Continue the forum thread below about the abbreviations "spp" and "sp," starting right after its last sentence.

● EXCERPT:
━━━
# Survival > Primitive Skills & Technology >  defintion of "spp" and "sp"

## wareagle69

when you look at your books and see for example thistle cirsium spp do you understand what this means?
let me quote a couple of references first samuel thayer
 the scientific name consisits of two parts. The first name s generic(indicating the geus,a closely related group of plants); it is always capitalized.the second name is specific(indicating the specis with in the genus);it is never capitalized. The scientific name is written in italics. the genus name is often abbreviated when the context makes it clear which genus we are discussing. The abbreviation "spp" means "species plural" and indicates the discussion of multiple species within one genus.

so my take on this is the thistle when the book says
THISTLE _cirsium_spp. it means it is referring to the true genus of thisltles of the genus_cirsium_as well as the nodding thistle _carduus nutans;_ it does not refer to _sonchus_(sow thistle) or to_silybum_(milk thistle. the US and canda has dozens of speies of true thistles, which is why spp is used the book is refering to the specific species of true thistle and cannot possibly cover evey single species under the genus thislte
does this help

let me also quote wikipedia-species
the authors use "spp" as a short way of saying something applies to many species within a genus, but do not wish to say that it applies to all species within that genus. 
my interpretation of this. the word deer brings a particular species to mind. but deer is genus not species of which 34 species belong to deer could actually mean moose or elk so if you are reading about what a "deer spp" eats then it is refering to all 34 species and not just to bambi.
━━━
● DATA EXTRACT:
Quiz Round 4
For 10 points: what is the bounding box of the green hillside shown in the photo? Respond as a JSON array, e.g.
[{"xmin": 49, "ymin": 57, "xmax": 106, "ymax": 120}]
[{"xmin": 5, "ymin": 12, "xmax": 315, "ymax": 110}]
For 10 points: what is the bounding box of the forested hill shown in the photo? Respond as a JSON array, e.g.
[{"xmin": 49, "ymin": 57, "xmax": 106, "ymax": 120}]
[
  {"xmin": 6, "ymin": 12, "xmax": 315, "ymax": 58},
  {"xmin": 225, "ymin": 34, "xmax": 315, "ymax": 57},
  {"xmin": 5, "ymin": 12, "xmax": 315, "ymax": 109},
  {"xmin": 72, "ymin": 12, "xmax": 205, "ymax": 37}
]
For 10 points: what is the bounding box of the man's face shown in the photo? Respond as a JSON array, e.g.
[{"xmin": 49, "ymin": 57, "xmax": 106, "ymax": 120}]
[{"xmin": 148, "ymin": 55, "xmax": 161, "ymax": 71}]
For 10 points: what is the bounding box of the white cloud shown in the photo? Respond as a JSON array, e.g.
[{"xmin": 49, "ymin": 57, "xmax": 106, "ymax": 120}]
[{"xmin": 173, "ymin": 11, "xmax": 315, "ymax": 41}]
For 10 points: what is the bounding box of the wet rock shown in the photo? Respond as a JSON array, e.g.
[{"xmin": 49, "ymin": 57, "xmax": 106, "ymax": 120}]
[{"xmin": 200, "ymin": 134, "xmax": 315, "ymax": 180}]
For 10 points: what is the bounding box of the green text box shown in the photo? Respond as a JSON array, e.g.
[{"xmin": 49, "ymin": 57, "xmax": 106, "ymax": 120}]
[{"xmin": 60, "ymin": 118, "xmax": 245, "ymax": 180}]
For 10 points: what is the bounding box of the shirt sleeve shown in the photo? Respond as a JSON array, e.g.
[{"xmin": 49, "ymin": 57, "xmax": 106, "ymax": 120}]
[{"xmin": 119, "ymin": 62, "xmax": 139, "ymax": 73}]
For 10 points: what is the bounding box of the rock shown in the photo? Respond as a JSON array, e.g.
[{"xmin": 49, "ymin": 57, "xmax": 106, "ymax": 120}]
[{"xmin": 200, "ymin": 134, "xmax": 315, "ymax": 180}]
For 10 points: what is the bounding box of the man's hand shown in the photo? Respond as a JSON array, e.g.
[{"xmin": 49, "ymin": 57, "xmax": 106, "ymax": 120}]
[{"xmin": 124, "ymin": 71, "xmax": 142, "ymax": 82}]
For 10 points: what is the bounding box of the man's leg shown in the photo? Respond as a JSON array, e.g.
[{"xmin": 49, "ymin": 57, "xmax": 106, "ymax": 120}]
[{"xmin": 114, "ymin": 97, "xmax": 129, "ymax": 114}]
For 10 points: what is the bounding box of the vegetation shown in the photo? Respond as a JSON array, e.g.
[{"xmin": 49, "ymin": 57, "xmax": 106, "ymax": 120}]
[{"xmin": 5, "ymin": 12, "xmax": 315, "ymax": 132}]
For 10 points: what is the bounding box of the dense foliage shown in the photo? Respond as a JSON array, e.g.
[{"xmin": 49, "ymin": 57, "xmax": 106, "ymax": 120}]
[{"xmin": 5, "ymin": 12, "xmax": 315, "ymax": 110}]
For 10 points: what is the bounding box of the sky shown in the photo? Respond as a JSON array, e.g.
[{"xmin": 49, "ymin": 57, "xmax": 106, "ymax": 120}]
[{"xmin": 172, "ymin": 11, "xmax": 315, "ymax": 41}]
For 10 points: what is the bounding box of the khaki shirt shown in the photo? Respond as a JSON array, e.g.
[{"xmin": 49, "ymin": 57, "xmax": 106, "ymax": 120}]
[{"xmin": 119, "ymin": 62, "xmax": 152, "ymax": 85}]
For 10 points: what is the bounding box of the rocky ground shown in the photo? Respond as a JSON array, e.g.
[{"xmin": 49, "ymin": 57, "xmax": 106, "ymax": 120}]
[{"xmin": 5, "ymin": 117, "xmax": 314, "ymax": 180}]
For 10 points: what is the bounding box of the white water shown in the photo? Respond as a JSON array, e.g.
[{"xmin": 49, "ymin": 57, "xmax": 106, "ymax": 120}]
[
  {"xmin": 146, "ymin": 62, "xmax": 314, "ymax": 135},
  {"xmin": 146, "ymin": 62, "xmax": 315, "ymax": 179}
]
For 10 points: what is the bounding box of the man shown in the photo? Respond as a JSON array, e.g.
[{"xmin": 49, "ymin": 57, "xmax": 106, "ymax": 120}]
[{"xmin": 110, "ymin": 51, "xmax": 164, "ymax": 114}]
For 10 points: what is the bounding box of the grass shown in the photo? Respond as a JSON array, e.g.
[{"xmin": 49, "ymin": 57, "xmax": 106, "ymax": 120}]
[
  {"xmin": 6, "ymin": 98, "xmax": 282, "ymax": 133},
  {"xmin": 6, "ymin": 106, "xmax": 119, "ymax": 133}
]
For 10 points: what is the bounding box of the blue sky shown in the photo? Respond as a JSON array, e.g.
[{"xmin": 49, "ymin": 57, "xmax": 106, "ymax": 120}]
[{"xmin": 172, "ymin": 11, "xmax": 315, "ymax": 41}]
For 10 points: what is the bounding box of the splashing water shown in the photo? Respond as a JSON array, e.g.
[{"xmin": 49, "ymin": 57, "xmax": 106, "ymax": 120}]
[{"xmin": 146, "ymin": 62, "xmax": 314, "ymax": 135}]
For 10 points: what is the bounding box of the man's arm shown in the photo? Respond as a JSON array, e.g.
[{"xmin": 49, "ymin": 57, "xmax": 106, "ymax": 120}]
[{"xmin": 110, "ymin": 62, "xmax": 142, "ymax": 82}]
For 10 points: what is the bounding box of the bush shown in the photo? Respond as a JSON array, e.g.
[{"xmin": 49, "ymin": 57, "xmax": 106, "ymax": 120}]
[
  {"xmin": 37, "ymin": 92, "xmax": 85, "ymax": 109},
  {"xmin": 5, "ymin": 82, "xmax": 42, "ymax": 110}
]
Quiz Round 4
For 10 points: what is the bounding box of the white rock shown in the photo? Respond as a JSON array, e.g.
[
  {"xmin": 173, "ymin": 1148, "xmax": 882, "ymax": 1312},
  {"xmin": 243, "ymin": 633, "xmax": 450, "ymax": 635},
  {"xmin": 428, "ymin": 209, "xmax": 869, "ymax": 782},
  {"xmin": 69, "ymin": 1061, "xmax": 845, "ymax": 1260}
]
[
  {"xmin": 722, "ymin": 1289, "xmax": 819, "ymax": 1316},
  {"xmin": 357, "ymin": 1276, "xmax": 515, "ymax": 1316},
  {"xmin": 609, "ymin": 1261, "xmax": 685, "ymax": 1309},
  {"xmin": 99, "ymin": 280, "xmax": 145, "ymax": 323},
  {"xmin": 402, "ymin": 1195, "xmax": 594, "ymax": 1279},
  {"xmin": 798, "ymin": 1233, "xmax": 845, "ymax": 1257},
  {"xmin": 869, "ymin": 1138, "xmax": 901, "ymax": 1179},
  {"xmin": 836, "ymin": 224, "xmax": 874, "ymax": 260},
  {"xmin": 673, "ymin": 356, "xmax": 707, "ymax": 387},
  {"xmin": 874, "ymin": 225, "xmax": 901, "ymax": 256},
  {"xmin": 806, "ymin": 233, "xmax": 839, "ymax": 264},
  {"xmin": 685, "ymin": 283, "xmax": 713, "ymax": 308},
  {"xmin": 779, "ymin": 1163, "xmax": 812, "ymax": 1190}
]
━━━
● REPLY:
hope this helps

----------


## Rick

The abbreviations "sp" and "spp" are singular and plural forms of the word specie respectively. The abbreviation "sp" is typically used when the specie name isn't known. Example: _Cirsium sp_. I know it's a thistle but not which specie. The abbreviation "spp" is used to indicate two or more species within the same genus. 

You may see the scientific or "second" name capitalized in older manuals especially if the specie was named after someone. Example: Cirsium Rickey (I just made up that name, not the fact). Finally, the scientific name is also referred to as the epithet.

It's always a good idea to read through the reference material of a manual so you understand what abbreviations in the book stand for. Just in case the author did not follow conventional nomenclature.

Good post, WE. Not something we often think about but very important in terms of understanding the plants!!!!

----------


## pocomoonskyeyes

What Rick said he is absolutely positively correct!!

----------


## wareagle69

probablly a little easier to read thru than what i wrote, thanks proffesor

----------


## Rick

I might also add...in WE's example of deer. An author may say that deer are eatable. In that case he/she might write it as _Cervidea spp._ meaning all species within the genus are eatable.

----------


## Rick

You were right on the money, WE. I just added a couple of things, that's all.

----------


## wareagle69

> I might also add...in WE's example of deer. An author may say that deer are eatable. In that case he/she might write it as _Cervidea spp._ meaning all species within the genus are eatable.


thats a good example of deer rick, was trying to think of an example using deer that hits the point well, hopefully this helps folks, i know i read spp all the time for a while before i learned what it meant

----------


## wareagle69

> You were right on the money, WE. I just added a couple of things, that's all.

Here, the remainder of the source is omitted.